- Instruction
Reproduce the entire listing below verbatim, line for line, from the first entry through the last.

Extracts from a box-labeled dataset:

— begin —

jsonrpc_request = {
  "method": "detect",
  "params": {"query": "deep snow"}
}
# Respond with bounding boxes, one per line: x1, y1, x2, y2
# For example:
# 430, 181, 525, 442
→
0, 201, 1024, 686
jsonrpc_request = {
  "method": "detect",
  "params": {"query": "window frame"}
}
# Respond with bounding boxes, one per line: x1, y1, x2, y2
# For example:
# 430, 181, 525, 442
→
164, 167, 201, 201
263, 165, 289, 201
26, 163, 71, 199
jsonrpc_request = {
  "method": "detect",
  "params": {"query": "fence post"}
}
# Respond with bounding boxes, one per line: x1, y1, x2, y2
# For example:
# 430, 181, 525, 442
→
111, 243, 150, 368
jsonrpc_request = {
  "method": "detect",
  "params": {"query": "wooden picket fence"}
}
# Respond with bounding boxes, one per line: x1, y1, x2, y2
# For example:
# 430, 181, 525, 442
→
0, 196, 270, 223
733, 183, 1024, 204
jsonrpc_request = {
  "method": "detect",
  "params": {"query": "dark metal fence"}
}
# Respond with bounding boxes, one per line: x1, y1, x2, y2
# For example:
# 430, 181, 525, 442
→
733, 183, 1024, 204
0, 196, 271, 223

— end —

- Result
jsonrpc_request = {
  "method": "detect",
  "params": {"query": "deep snow"}
}
# Respond with bounding boxes, one per line: x1, y1, x2, y2
# For example:
# 430, 181, 525, 442
→
0, 201, 1024, 686
jsonrpc_request = {
  "method": "detect",
  "params": {"query": "window frame"}
}
# Respond with bounding boxes, one per line: x1, y1, x2, y2
# For example:
# 430, 181, 525, 442
→
164, 167, 201, 201
263, 165, 289, 201
26, 163, 71, 199
jsonrpc_request = {
  "method": "detect",
  "params": {"query": "fence post"}
}
# Respond with bounding boxes, one per line: x1, y1, x2, y2
# For example:
# 430, 181, 525, 442
→
111, 243, 150, 368
jsonrpc_request = {
  "method": "detect",
  "params": {"query": "wooden picket fence"}
}
# Respond with bounding boxes, one per line: x1, y1, x2, y2
# For example:
# 430, 181, 525, 442
→
0, 196, 270, 223
733, 183, 1024, 204
jsonrpc_request = {
  "method": "detect",
  "params": {"query": "dark metal fence"}
}
# Respond with bounding boxes, one per line: x1, y1, x2, y2
# For example:
# 430, 181, 525, 442
→
733, 183, 1024, 204
0, 196, 271, 223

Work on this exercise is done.